THE TASK: Can you format all of the entries below as a numbered list of their lines, without any blank lines or picture lines?

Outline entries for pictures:
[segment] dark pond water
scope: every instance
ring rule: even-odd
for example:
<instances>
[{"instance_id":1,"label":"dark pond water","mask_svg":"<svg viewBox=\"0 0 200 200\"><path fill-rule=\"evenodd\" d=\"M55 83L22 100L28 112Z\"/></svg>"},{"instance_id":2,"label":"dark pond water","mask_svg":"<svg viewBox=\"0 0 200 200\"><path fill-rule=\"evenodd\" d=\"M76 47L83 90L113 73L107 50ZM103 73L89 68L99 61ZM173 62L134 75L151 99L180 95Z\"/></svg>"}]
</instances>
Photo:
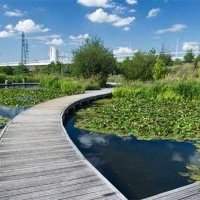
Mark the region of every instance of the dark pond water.
<instances>
[{"instance_id":1,"label":"dark pond water","mask_svg":"<svg viewBox=\"0 0 200 200\"><path fill-rule=\"evenodd\" d=\"M190 142L139 141L133 137L105 136L65 127L84 156L128 199L142 199L190 184L186 165L200 155Z\"/></svg>"}]
</instances>

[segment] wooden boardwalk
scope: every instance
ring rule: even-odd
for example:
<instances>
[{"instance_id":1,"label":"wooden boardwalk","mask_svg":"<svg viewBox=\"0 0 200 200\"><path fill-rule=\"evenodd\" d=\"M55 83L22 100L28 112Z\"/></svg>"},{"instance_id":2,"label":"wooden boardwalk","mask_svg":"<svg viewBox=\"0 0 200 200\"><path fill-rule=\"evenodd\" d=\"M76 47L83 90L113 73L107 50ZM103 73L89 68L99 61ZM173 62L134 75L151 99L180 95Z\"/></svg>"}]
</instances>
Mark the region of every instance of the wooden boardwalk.
<instances>
[{"instance_id":1,"label":"wooden boardwalk","mask_svg":"<svg viewBox=\"0 0 200 200\"><path fill-rule=\"evenodd\" d=\"M200 183L196 182L144 200L200 200Z\"/></svg>"},{"instance_id":2,"label":"wooden boardwalk","mask_svg":"<svg viewBox=\"0 0 200 200\"><path fill-rule=\"evenodd\" d=\"M0 200L125 200L83 157L62 124L71 105L110 92L51 100L12 120L0 133ZM200 200L200 183L146 198L158 199Z\"/></svg>"},{"instance_id":3,"label":"wooden boardwalk","mask_svg":"<svg viewBox=\"0 0 200 200\"><path fill-rule=\"evenodd\" d=\"M39 104L0 135L0 200L126 199L79 152L62 125L64 110L111 90Z\"/></svg>"}]
</instances>

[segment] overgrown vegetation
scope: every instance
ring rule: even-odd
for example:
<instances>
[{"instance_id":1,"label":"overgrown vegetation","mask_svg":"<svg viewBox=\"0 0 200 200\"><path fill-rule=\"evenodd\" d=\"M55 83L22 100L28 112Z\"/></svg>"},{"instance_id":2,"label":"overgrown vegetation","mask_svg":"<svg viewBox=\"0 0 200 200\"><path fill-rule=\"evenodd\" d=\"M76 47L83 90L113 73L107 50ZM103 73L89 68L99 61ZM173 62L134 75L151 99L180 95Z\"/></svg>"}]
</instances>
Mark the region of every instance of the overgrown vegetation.
<instances>
[{"instance_id":1,"label":"overgrown vegetation","mask_svg":"<svg viewBox=\"0 0 200 200\"><path fill-rule=\"evenodd\" d=\"M83 46L74 51L73 62L74 75L84 78L96 77L102 86L116 68L112 52L97 38L88 39Z\"/></svg>"},{"instance_id":2,"label":"overgrown vegetation","mask_svg":"<svg viewBox=\"0 0 200 200\"><path fill-rule=\"evenodd\" d=\"M77 114L77 126L139 139L200 139L200 82L137 83Z\"/></svg>"},{"instance_id":3,"label":"overgrown vegetation","mask_svg":"<svg viewBox=\"0 0 200 200\"><path fill-rule=\"evenodd\" d=\"M9 119L8 118L5 118L5 117L1 117L0 116L0 131L1 129L6 126L6 124L8 123Z\"/></svg>"}]
</instances>

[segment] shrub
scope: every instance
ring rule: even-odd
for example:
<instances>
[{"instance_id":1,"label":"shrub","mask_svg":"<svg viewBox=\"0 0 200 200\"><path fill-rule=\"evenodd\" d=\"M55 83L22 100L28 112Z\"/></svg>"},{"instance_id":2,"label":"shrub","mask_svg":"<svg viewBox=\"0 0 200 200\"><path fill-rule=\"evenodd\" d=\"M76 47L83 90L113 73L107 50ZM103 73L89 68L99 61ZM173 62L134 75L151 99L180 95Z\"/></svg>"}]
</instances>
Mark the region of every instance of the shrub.
<instances>
[{"instance_id":1,"label":"shrub","mask_svg":"<svg viewBox=\"0 0 200 200\"><path fill-rule=\"evenodd\" d=\"M0 83L5 83L5 80L6 80L6 75L0 74Z\"/></svg>"},{"instance_id":2,"label":"shrub","mask_svg":"<svg viewBox=\"0 0 200 200\"><path fill-rule=\"evenodd\" d=\"M165 77L167 70L164 61L159 57L156 60L156 63L153 68L153 77L155 80Z\"/></svg>"},{"instance_id":3,"label":"shrub","mask_svg":"<svg viewBox=\"0 0 200 200\"><path fill-rule=\"evenodd\" d=\"M138 52L131 59L126 59L122 63L122 71L129 80L152 80L155 62L156 55L154 52Z\"/></svg>"},{"instance_id":4,"label":"shrub","mask_svg":"<svg viewBox=\"0 0 200 200\"><path fill-rule=\"evenodd\" d=\"M84 45L74 51L73 55L75 75L84 78L98 76L103 84L116 68L116 60L112 52L96 38L88 39Z\"/></svg>"},{"instance_id":5,"label":"shrub","mask_svg":"<svg viewBox=\"0 0 200 200\"><path fill-rule=\"evenodd\" d=\"M192 63L194 60L194 54L192 52L192 50L188 50L184 56L184 61L186 63Z\"/></svg>"}]
</instances>

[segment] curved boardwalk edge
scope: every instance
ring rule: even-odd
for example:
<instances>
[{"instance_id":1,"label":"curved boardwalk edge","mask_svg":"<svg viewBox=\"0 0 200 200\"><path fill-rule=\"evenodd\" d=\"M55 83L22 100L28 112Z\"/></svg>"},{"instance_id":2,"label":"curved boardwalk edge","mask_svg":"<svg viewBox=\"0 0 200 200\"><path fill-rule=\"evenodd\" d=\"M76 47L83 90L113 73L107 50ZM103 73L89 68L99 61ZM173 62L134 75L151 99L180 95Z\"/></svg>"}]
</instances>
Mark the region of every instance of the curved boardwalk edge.
<instances>
[{"instance_id":1,"label":"curved boardwalk edge","mask_svg":"<svg viewBox=\"0 0 200 200\"><path fill-rule=\"evenodd\" d=\"M62 97L16 116L0 138L0 200L126 199L84 158L62 123L69 107L110 93Z\"/></svg>"}]
</instances>

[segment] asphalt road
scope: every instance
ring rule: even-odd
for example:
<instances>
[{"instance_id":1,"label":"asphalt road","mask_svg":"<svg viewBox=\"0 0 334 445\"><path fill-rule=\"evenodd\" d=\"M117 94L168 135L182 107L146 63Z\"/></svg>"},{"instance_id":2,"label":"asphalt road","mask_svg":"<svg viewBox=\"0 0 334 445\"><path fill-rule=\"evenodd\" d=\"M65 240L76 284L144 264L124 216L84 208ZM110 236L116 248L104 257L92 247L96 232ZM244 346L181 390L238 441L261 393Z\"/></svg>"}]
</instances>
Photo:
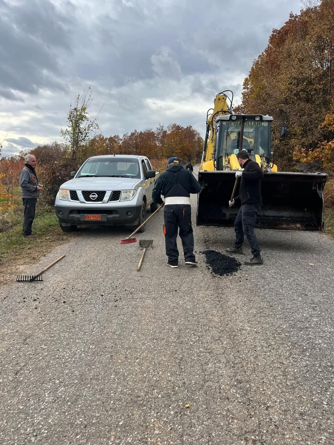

TASK RESPONSE:
1. [segment] dark pond water
2. scope: every instance
3. ring rule: even-odd
4. for example:
5. <instances>
6. [{"instance_id":1,"label":"dark pond water","mask_svg":"<svg viewBox=\"0 0 200 200\"><path fill-rule=\"evenodd\" d=\"M55 83L22 100L28 112Z\"/></svg>"},{"instance_id":2,"label":"dark pond water","mask_svg":"<svg viewBox=\"0 0 200 200\"><path fill-rule=\"evenodd\" d=\"M76 47L83 90L113 73L107 50ZM103 73L89 68L99 61ZM173 62L134 75L151 99L180 95Z\"/></svg>"}]
7. </instances>
8. Photo:
9. Mark the region of every instance of the dark pond water.
10. <instances>
11. [{"instance_id":1,"label":"dark pond water","mask_svg":"<svg viewBox=\"0 0 200 200\"><path fill-rule=\"evenodd\" d=\"M190 142L139 141L133 137L105 136L65 127L84 156L128 199L142 199L190 184L186 165L200 155Z\"/></svg>"}]
12. </instances>
13. [segment] wooden boardwalk
14. scope: every instance
15. ring rule: even-odd
16. for example:
17. <instances>
18. [{"instance_id":1,"label":"wooden boardwalk","mask_svg":"<svg viewBox=\"0 0 200 200\"><path fill-rule=\"evenodd\" d=\"M55 83L22 100L28 112Z\"/></svg>"},{"instance_id":2,"label":"wooden boardwalk","mask_svg":"<svg viewBox=\"0 0 200 200\"><path fill-rule=\"evenodd\" d=\"M76 47L83 90L113 73L107 50ZM103 73L89 68L99 61ZM173 62L134 75L151 99L180 95Z\"/></svg>"}]
19. </instances>
20. Mark the region of every instance of the wooden boardwalk.
21. <instances>
22. [{"instance_id":1,"label":"wooden boardwalk","mask_svg":"<svg viewBox=\"0 0 200 200\"><path fill-rule=\"evenodd\" d=\"M200 183L196 182L144 200L200 200Z\"/></svg>"},{"instance_id":2,"label":"wooden boardwalk","mask_svg":"<svg viewBox=\"0 0 200 200\"><path fill-rule=\"evenodd\" d=\"M0 200L125 200L83 157L62 124L71 105L110 92L51 100L12 120L0 133ZM200 200L200 183L146 198L158 199Z\"/></svg>"},{"instance_id":3,"label":"wooden boardwalk","mask_svg":"<svg viewBox=\"0 0 200 200\"><path fill-rule=\"evenodd\" d=\"M39 104L0 135L0 200L126 199L79 152L62 125L64 110L111 90Z\"/></svg>"}]
23. </instances>
24. [segment] overgrown vegetation
25. scope: every instance
26. ring rule: even-odd
27. for example:
28. <instances>
29. [{"instance_id":1,"label":"overgrown vegetation","mask_svg":"<svg viewBox=\"0 0 200 200\"><path fill-rule=\"evenodd\" d=\"M55 83L22 100L28 112Z\"/></svg>"},{"instance_id":2,"label":"overgrown vegetation","mask_svg":"<svg viewBox=\"0 0 200 200\"><path fill-rule=\"evenodd\" d=\"M76 47L83 90L113 73L107 50ZM103 73L89 68L99 61ZM173 62L134 75L151 99L180 95Z\"/></svg>"}]
30. </instances>
31. Mark the region of every instance of the overgrown vegetation.
32. <instances>
33. [{"instance_id":1,"label":"overgrown vegetation","mask_svg":"<svg viewBox=\"0 0 200 200\"><path fill-rule=\"evenodd\" d=\"M83 46L74 51L73 62L74 75L84 78L96 77L102 86L116 68L112 52L97 38L88 39Z\"/></svg>"},{"instance_id":2,"label":"overgrown vegetation","mask_svg":"<svg viewBox=\"0 0 200 200\"><path fill-rule=\"evenodd\" d=\"M77 114L77 126L139 139L200 139L200 82L137 83Z\"/></svg>"},{"instance_id":3,"label":"overgrown vegetation","mask_svg":"<svg viewBox=\"0 0 200 200\"><path fill-rule=\"evenodd\" d=\"M9 119L8 118L5 118L5 117L1 117L0 116L0 131L1 129L6 126L6 124L8 123Z\"/></svg>"}]
34. </instances>
35. [segment] shrub
36. scope: every instance
37. ring rule: even-odd
38. for example:
39. <instances>
40. [{"instance_id":1,"label":"shrub","mask_svg":"<svg viewBox=\"0 0 200 200\"><path fill-rule=\"evenodd\" d=\"M55 83L22 100L28 112Z\"/></svg>"},{"instance_id":2,"label":"shrub","mask_svg":"<svg viewBox=\"0 0 200 200\"><path fill-rule=\"evenodd\" d=\"M76 47L83 90L113 73L107 50ZM103 73L89 68L99 61ZM173 62L134 75L151 99L180 95Z\"/></svg>"}]
41. </instances>
42. Mark the region of every instance of the shrub.
43. <instances>
44. [{"instance_id":1,"label":"shrub","mask_svg":"<svg viewBox=\"0 0 200 200\"><path fill-rule=\"evenodd\" d=\"M0 83L5 83L5 80L6 80L6 75L0 74Z\"/></svg>"},{"instance_id":2,"label":"shrub","mask_svg":"<svg viewBox=\"0 0 200 200\"><path fill-rule=\"evenodd\" d=\"M165 77L167 70L164 61L159 57L156 60L156 63L153 68L153 77L155 80Z\"/></svg>"},{"instance_id":3,"label":"shrub","mask_svg":"<svg viewBox=\"0 0 200 200\"><path fill-rule=\"evenodd\" d=\"M138 52L131 59L126 59L122 63L122 71L129 80L152 80L155 62L156 55L154 52Z\"/></svg>"},{"instance_id":4,"label":"shrub","mask_svg":"<svg viewBox=\"0 0 200 200\"><path fill-rule=\"evenodd\" d=\"M84 45L74 51L73 55L75 75L84 78L98 76L103 84L116 68L116 60L112 52L96 38L88 39Z\"/></svg>"},{"instance_id":5,"label":"shrub","mask_svg":"<svg viewBox=\"0 0 200 200\"><path fill-rule=\"evenodd\" d=\"M192 63L194 60L194 54L192 52L192 50L188 50L184 56L184 61L186 63Z\"/></svg>"}]
45. </instances>
46. [segment] curved boardwalk edge
47. scope: every instance
48. ring rule: even-odd
49. for example:
50. <instances>
51. [{"instance_id":1,"label":"curved boardwalk edge","mask_svg":"<svg viewBox=\"0 0 200 200\"><path fill-rule=\"evenodd\" d=\"M55 83L22 100L28 112Z\"/></svg>"},{"instance_id":2,"label":"curved boardwalk edge","mask_svg":"<svg viewBox=\"0 0 200 200\"><path fill-rule=\"evenodd\" d=\"M76 47L83 90L113 73L107 50ZM103 73L89 68L99 61ZM173 62L134 75L151 99L180 95Z\"/></svg>"}]
52. </instances>
53. Mark the region of every instance of the curved boardwalk edge.
54. <instances>
55. [{"instance_id":1,"label":"curved boardwalk edge","mask_svg":"<svg viewBox=\"0 0 200 200\"><path fill-rule=\"evenodd\" d=\"M62 97L16 116L0 138L0 200L126 199L84 158L62 123L69 107L110 93Z\"/></svg>"}]
56. </instances>
57. [segment] asphalt road
58. scope: every instance
59. ring rule: even-odd
60. for example:
61. <instances>
62. [{"instance_id":1,"label":"asphalt road","mask_svg":"<svg viewBox=\"0 0 334 445\"><path fill-rule=\"evenodd\" d=\"M117 94L168 135L182 107L146 63Z\"/></svg>"},{"instance_id":2,"label":"asphalt road","mask_svg":"<svg viewBox=\"0 0 334 445\"><path fill-rule=\"evenodd\" d=\"M65 240L76 284L144 264L124 216L84 208ZM110 236L116 248L104 257L92 247L96 232ZM244 346L181 390L238 441L261 393Z\"/></svg>"}]
63. </instances>
64. Photo:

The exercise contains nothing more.